Text excerpt →
Full CLI with batch processing, watch mode, AI extraction for PDFs/images, and multiple embedding model support.

pip install aifbin-pro

Pro is what you use for real document pipelines:

# Convert a directory of documents
aifbin-pro migrate ./documents -o ./memories -r -p

# Watch for changes and auto-convert
aifbin-pro watch ./documents -o ./memories

# Use a specific embedding model
aifbin-pro migrate ./docs -m bge-base -o ./output

Pro handles the complexity: chunking strategies, embedding model selection, parallel processing, and format conversion.

Layer 2: Search and Retrieval

AIF-BIN Recall

Memory server for AI agents

Index collections, run semantic searches, serve results via HTTP API and MCP protocol.

npm install -g @terronex/aifbin-recall

Recall bridges the gap between files and applications:

# Index your memories
aifbin-recall index ./memories --collection my-project

# Start the server
aifbin-recall serve

# Search via HTTP
curl "http://localhost:3847/search?q=pricing+decisions"

# Or use the MCP protocol for AI agents
aifbin-recall mcp

Why a separate server? Files are great for storage and portability. But for real-time search across thousands of chunks, you need an index. Recall builds that index from your .aif-bin files and keeps the embeddings portable — if you move the files, you can rebuild the index in seconds.

Work instruction → Output, word for word, the portion of the AIF-BIN tools excerpt running from "Pro is what" up to and including "and format conversion.". The listing is separate material and has no connection to the AIF-BIN tools excerpt.

[Text-to-region grounding data]
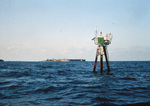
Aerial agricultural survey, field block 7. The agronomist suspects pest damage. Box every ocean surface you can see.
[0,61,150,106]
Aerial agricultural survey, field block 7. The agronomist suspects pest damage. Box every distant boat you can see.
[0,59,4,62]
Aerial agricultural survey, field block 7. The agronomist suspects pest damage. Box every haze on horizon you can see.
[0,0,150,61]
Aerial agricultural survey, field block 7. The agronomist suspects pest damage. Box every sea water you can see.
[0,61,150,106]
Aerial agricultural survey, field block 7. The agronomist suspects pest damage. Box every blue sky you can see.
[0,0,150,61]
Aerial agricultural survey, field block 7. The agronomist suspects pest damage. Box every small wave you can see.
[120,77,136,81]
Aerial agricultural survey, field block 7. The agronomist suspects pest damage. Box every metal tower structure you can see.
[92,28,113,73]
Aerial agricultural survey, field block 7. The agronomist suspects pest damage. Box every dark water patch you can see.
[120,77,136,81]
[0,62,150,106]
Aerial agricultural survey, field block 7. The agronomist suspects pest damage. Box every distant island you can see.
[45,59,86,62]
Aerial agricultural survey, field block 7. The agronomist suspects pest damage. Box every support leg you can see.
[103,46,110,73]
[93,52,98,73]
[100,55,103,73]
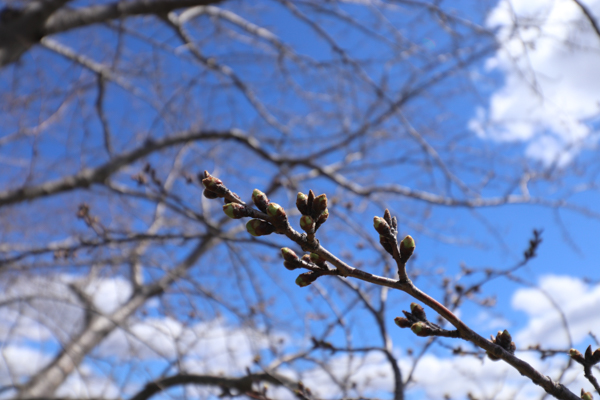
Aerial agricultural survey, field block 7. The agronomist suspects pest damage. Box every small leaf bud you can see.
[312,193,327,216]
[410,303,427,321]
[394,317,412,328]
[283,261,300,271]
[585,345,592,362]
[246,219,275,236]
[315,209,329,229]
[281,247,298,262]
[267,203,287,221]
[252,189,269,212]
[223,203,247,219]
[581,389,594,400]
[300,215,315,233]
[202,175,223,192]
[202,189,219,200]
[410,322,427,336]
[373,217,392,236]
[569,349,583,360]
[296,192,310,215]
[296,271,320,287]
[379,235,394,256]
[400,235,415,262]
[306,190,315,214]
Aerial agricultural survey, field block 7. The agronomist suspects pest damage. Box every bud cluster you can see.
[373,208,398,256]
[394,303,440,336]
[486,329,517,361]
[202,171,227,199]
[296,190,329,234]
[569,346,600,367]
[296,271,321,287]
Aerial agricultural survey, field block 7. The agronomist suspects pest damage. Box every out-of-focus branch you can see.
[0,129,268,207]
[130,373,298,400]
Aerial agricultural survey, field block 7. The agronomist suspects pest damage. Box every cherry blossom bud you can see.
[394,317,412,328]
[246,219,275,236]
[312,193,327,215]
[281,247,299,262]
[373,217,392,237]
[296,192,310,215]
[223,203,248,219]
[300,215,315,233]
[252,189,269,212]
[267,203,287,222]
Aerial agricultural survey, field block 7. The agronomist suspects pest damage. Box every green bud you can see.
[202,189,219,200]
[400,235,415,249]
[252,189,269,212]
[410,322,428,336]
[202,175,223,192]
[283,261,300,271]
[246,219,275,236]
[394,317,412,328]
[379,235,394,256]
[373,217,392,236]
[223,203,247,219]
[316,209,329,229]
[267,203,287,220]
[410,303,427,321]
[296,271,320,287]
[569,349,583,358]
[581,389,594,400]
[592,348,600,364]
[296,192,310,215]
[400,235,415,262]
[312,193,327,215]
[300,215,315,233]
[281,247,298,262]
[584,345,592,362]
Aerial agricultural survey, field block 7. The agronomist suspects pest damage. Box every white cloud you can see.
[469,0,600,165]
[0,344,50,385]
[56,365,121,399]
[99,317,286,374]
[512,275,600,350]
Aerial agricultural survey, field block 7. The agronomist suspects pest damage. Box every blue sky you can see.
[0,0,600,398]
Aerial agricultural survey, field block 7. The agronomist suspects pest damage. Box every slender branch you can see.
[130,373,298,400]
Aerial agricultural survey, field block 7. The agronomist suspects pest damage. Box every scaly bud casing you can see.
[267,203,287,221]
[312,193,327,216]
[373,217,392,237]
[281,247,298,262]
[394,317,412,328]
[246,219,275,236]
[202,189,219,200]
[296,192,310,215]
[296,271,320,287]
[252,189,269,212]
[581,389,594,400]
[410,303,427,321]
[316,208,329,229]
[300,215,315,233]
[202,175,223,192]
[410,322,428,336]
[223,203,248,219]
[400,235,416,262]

Output of the task →
Pro is what you use for real document pipelines:

# Convert a directory of documents
aifbin-pro migrate ./documents -o ./memories -r -p

# Watch for changes and auto-convert
aifbin-pro watch ./documents -o ./memories

# Use a specific embedding model
aifbin-pro migrate ./docs -m bge-base -o ./output

Pro handles the complexity: chunking strategies, embedding model selection, parallel processing, and format conversion.